**Work request**
Filter the material, keeping only lines with the word "slope".

**Data shown**

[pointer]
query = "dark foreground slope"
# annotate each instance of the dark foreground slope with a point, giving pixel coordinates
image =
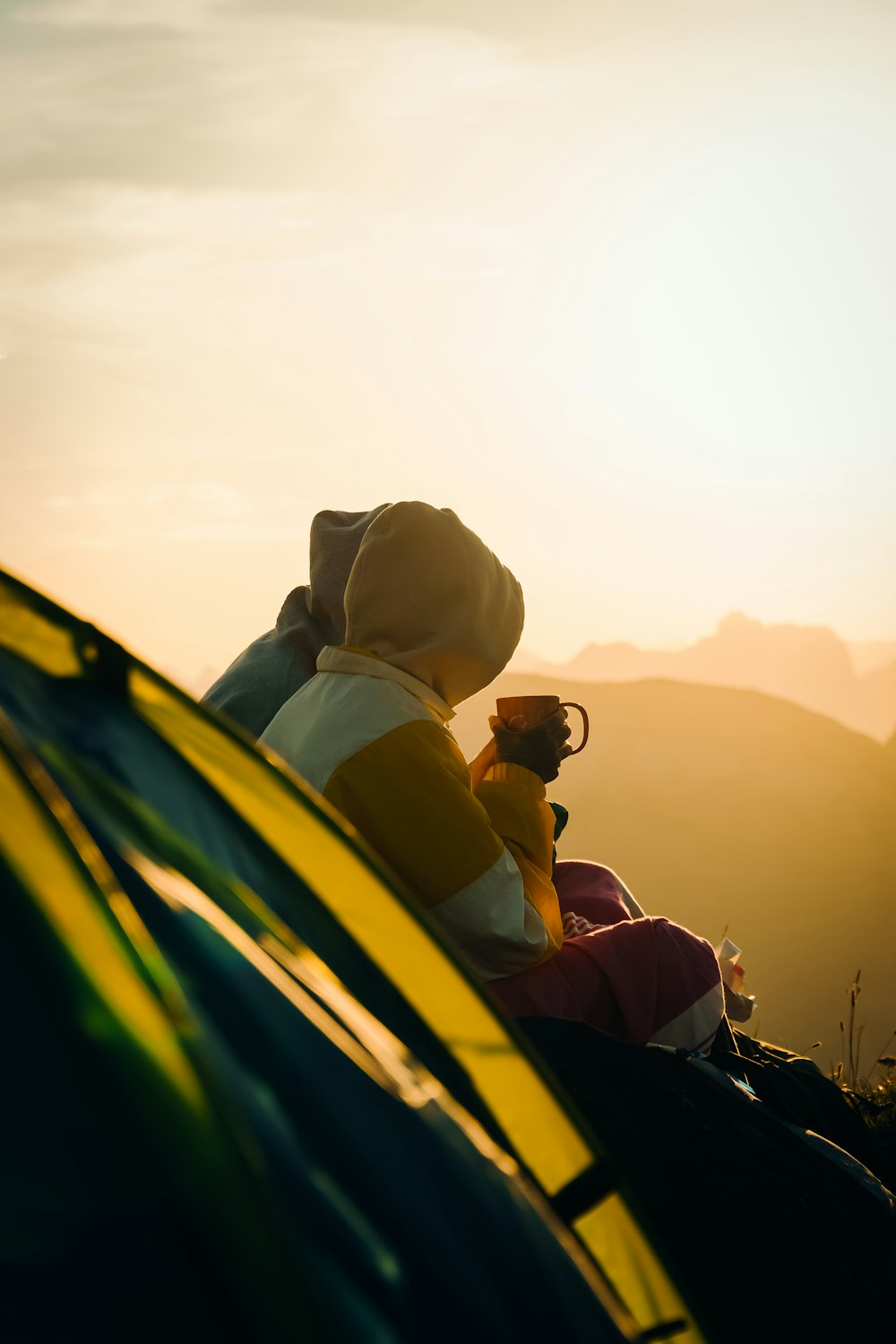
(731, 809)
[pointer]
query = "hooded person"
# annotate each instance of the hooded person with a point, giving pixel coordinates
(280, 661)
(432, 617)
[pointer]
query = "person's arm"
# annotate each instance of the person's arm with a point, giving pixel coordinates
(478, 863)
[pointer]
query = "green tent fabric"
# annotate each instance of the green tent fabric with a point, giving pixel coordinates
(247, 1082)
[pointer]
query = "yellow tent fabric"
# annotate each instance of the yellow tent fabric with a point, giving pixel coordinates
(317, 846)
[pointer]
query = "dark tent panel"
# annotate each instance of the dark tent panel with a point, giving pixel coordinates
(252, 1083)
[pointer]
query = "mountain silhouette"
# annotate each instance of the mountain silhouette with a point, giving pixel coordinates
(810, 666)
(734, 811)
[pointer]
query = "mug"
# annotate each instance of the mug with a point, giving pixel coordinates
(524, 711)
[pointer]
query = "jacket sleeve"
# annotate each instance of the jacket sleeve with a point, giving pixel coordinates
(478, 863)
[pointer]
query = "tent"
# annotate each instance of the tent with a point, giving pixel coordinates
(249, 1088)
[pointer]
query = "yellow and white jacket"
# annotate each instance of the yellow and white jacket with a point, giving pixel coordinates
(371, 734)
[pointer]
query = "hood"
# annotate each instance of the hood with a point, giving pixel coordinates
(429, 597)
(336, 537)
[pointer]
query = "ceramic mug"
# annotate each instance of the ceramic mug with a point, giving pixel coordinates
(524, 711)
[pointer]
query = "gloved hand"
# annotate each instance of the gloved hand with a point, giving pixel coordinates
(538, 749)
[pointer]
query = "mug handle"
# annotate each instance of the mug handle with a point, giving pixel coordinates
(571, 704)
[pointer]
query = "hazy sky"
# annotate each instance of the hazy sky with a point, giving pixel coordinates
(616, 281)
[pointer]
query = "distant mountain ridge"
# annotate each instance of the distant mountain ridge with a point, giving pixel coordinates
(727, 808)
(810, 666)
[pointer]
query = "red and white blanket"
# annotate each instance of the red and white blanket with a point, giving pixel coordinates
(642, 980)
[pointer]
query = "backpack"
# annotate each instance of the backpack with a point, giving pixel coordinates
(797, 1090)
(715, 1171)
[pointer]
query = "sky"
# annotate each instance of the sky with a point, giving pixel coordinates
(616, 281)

**Result of the task**
query = "dark foreground slope"
# annotate each instance of the dark foreground slope with a point, giving pixel coordinates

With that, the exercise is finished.